EXERCISE REQUIREMENTS
Write out exactly the lines from the one containing "Can you see the white support" through the last line of the records below, and no others.
[AVAILABLE DATA Boundary: Start]
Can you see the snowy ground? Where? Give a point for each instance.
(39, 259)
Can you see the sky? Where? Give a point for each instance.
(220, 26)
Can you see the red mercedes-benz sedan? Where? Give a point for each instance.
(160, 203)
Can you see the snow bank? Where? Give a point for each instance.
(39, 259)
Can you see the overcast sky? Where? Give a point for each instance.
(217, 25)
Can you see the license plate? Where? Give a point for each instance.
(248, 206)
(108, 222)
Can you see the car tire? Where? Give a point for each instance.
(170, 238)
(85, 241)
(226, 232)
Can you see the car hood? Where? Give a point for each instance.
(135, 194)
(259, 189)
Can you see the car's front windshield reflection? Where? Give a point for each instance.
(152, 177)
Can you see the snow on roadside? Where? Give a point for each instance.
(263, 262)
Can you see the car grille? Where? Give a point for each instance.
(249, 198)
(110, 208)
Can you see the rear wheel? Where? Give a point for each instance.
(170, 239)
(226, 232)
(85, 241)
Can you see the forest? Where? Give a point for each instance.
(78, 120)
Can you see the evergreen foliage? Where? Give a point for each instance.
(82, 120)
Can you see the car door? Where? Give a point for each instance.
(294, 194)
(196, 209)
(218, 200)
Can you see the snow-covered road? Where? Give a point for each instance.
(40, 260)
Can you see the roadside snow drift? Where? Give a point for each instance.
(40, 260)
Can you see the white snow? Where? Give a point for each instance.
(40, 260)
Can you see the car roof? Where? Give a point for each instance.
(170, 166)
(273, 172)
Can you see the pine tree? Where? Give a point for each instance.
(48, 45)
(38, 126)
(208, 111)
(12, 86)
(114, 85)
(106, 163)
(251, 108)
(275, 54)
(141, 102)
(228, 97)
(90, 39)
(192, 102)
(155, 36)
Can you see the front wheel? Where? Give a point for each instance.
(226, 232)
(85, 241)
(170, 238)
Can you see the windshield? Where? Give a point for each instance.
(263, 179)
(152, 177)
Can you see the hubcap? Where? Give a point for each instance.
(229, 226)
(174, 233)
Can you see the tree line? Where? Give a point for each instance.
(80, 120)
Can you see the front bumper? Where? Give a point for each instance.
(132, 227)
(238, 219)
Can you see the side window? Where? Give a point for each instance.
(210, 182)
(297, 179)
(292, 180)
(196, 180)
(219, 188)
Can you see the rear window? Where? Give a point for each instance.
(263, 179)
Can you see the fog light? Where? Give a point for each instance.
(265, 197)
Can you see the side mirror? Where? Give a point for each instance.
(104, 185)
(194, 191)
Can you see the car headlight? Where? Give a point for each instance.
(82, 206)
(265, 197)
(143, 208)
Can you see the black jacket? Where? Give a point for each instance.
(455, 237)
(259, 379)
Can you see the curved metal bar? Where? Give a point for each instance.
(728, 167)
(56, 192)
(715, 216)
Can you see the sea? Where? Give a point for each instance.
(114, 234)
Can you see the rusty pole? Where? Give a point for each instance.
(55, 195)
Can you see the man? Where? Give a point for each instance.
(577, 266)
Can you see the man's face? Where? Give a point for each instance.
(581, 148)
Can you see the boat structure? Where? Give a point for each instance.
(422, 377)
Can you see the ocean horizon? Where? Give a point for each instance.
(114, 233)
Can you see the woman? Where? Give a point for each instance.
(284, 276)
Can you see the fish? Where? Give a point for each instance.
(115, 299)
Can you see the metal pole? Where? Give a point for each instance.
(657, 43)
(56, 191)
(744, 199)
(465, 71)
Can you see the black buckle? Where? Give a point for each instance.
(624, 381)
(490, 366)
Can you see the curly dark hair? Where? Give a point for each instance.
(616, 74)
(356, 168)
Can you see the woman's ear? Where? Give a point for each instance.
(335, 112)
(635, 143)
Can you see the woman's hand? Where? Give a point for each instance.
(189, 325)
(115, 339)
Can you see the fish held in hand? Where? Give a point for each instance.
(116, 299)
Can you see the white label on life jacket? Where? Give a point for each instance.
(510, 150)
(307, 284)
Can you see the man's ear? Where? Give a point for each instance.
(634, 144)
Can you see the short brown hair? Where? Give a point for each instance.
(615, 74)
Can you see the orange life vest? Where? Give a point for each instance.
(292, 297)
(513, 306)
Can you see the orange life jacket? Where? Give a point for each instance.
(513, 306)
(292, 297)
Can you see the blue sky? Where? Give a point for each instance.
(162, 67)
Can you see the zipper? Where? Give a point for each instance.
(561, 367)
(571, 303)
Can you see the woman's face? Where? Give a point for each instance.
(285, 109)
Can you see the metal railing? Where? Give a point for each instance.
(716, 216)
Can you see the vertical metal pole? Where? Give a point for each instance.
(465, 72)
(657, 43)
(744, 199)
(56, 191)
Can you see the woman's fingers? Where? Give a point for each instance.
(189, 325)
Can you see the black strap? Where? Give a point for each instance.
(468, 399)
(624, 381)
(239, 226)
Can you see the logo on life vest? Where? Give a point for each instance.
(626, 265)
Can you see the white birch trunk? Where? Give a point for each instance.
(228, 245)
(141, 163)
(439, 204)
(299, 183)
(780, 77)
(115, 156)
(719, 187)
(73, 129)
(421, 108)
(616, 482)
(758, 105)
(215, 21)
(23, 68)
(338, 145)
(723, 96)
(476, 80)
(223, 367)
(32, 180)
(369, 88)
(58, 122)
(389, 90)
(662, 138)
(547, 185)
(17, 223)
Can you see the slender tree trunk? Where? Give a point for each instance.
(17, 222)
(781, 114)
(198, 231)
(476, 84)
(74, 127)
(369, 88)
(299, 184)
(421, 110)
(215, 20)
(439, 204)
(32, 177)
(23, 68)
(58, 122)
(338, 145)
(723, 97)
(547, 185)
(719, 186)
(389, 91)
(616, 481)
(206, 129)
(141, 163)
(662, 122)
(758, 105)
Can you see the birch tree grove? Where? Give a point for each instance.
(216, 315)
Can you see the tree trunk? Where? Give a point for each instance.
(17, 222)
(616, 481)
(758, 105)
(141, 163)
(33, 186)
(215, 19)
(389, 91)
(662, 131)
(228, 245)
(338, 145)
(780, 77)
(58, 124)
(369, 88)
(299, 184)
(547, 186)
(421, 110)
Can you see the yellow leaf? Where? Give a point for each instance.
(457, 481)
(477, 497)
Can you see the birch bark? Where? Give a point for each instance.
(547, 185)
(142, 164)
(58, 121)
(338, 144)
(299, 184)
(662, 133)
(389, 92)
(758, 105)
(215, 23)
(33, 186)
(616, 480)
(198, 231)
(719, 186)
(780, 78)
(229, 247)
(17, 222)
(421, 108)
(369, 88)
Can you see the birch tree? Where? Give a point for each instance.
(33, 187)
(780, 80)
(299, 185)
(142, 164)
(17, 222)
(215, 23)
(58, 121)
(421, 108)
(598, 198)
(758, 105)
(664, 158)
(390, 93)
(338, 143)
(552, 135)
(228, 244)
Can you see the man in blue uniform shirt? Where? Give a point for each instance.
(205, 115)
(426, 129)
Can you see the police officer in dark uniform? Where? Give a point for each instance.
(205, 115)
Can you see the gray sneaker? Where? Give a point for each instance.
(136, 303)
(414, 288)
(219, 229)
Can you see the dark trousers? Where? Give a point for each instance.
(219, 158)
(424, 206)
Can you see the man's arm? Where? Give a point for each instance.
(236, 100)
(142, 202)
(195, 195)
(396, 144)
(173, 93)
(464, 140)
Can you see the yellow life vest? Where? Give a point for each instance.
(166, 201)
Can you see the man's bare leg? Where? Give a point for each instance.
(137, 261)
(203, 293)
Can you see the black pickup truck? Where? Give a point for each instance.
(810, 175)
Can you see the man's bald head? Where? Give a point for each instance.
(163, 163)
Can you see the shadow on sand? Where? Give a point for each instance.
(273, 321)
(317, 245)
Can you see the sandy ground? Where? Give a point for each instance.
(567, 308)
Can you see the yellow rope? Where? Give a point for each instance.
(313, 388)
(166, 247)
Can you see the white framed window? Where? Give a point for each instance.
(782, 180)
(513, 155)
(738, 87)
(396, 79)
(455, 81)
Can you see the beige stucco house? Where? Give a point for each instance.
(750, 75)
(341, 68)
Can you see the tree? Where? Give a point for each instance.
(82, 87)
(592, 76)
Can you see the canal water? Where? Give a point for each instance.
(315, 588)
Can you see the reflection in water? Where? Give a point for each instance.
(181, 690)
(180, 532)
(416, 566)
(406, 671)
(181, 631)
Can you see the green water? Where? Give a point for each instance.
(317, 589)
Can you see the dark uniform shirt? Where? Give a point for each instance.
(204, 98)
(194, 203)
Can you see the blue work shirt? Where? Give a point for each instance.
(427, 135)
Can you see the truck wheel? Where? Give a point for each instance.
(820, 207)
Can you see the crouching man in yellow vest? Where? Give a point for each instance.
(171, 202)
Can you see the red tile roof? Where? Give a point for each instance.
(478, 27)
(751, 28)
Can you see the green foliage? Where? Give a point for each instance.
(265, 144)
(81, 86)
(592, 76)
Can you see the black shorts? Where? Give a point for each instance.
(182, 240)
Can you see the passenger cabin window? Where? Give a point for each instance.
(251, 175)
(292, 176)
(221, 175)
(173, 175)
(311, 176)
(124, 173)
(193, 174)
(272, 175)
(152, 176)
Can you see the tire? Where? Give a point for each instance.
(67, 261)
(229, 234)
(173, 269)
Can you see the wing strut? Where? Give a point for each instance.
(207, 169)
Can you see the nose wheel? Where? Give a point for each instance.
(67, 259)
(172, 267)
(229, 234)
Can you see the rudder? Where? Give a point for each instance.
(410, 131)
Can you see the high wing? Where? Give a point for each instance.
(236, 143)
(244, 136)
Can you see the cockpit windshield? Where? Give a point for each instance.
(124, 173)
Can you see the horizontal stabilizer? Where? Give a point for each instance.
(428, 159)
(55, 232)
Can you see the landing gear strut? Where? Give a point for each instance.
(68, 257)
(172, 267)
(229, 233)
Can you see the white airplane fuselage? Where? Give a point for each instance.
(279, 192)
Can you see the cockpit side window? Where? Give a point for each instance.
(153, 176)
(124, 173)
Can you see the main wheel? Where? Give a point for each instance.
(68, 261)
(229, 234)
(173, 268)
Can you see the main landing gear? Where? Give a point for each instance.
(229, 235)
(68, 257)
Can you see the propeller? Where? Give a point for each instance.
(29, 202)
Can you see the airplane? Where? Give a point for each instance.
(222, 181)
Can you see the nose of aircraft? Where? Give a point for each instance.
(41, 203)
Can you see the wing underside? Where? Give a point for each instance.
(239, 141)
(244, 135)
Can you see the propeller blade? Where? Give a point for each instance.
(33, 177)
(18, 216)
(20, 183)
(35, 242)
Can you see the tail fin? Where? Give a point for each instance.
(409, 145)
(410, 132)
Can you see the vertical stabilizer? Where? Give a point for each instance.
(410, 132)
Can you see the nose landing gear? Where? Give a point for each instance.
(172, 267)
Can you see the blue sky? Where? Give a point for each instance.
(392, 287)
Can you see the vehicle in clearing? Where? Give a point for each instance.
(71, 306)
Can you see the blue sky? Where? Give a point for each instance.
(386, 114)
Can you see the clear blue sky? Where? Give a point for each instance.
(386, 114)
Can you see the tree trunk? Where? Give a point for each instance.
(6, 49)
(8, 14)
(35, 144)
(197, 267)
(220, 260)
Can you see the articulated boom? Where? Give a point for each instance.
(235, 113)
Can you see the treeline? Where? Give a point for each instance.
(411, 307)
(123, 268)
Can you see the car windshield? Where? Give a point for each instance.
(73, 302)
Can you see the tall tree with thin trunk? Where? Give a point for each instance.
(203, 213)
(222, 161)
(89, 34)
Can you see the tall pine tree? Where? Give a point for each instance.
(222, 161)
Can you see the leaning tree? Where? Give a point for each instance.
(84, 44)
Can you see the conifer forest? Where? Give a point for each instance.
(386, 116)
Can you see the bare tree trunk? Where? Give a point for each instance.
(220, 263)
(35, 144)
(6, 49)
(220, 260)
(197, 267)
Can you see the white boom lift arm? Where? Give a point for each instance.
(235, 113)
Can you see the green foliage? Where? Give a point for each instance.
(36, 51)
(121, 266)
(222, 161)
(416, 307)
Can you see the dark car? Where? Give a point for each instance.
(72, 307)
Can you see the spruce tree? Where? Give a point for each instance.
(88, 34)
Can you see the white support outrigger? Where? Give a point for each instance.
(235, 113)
[AVAILABLE DATA Boundary: End]
RESPONSE BELOW
Can you see the white support outrigger? Where? Give a point for each instance.
(235, 113)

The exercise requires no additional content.